Employees are among the most vulnerable stakeholders during corporate bankruptcy. Job losses and layoffs often accompany insolvency proceedings as companies struggle to remain viable or enter liquidation. For employees, the sudden loss of income can lead to financial insecurity, skill obsolescence, and difficulties in securing new employment.
 
From a legal standpoint, the IBC recognizes employees as operational creditors, entitling them to claims for unpaid wages and salaries. The waterfall mechanism under Section 53 of the IBC prioritizes dues owed to secured creditors, followed by unpaid wages of employees for the preceding 24 months. However, employees often face delays in receiving compensation, and their claims may be reduced or overlooked if the company’s assets are insufficient.
 
To address these challenges, stronger safeguards could include dedicated funds or priority payment mechanisms for employees. Additionally, retraining programs and unemployment benefits could mitigate the socio-economic fallout of job losses.
 

Impact on Creditors

The IBC prioritizes creditors’ rights, shifting India’s insolvency framework from a debtor- friendly system to a creditor-centric approach. Creditors are classified into three categories:
1.      Financial Creditors: Banks and financial institutions who provide loans.
2.      Operational Creditors: Entities providing goods or services.
3.      Unsecured Creditors: Lenders without collateral backing their claims.
The Committee of Creditors (CoC), comprising financial creditors, holds significant decision- making power in the resolution process, including approving resolution plans. Operational creditors, although included in the framework, often receive lower recoveries compared to financial creditors.

#### Listed entries
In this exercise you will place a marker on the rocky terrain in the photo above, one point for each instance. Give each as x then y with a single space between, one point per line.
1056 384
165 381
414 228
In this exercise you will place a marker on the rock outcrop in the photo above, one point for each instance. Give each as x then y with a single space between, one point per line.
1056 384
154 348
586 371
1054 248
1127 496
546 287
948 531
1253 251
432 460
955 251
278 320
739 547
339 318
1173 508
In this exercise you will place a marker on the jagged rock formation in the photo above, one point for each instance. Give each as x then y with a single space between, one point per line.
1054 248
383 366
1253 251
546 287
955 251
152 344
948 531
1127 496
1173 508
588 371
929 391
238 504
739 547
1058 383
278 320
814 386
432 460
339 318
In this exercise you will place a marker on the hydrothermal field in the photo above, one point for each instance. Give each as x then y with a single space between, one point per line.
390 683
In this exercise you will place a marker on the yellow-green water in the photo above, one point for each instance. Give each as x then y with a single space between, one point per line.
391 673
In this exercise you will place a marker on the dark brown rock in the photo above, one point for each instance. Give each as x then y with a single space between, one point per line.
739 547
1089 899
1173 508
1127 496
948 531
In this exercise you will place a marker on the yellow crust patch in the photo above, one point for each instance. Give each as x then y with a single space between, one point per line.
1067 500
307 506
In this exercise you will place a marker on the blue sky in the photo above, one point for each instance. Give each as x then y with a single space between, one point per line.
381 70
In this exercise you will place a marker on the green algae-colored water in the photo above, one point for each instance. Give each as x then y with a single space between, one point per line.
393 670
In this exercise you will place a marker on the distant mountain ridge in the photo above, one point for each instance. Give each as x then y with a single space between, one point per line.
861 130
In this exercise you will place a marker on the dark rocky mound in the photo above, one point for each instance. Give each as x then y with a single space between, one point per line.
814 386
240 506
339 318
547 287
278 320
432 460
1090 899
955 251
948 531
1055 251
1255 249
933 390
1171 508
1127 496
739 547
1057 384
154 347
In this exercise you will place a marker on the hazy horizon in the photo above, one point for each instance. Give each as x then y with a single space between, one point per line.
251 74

#### Required tasks
• 1. According to the passage on corporate bankruptcy, which section of the IBC sets out the waterfall mechanism?
• 2. Resume the passage on corporate bankruptcy, starting after its final sentence.
None of the entries are needed here.

#### Responses by task
• 1. Section 53 of the IBC.

• 2.
 
While the IBC ensures that creditors have legal recourse to recover dues, the lengthy process and the possibility of asset value erosion during resolution often diminish their chances of full recovery. Moreover, unsecured creditors, such as small vendors and suppliers, frequently bear the brunt of losses, impacting their operations and financial stability.[20]
 

Impact on Shareholders and Investors

Shareholders and investors also face adverse consequences during corporate bankruptcy. For equity shareholders, the value of their investments often diminishes significantly, as creditors are given priority in recovering dues during the resolution or liquidation process. Investors in distressed companies frequently lose confidence, leading to a drop in market capitalization and broader market volatility.
 
Despite these challenges, the IBC provides mechanisms to protect investors by promoting transparency and accountability in insolvency proceedings. For example, resolution plans are required to ensure that the company remains a viable entity, preserving shareholder interests whenever possible. However, in cases of liquidation, shareholders often receive no returns, reflecting their position at the bottom of the waterfall mechanism[21].
 

Impact on Local Communities

The bankruptcy of large corporations can have profound social consequences for local communities, particularly in regions dependent on a single industry or employer. Plant closures and downsizing result in widespread unemployment, reduced household incomes, and weakened local economies. The social fabric of these communities is often disrupted, leading to increased poverty, migration, and social unrest.
 
Environmental concerns also arise in cases where bankrupt companies fail to address the ecological impact of their operations, leaving behind polluted sites or unfulfilled corporate social responsibility (CSR) commitments. Legal provisions for environmental liabilities during insolvency remain underdeveloped, exacerbating these issues.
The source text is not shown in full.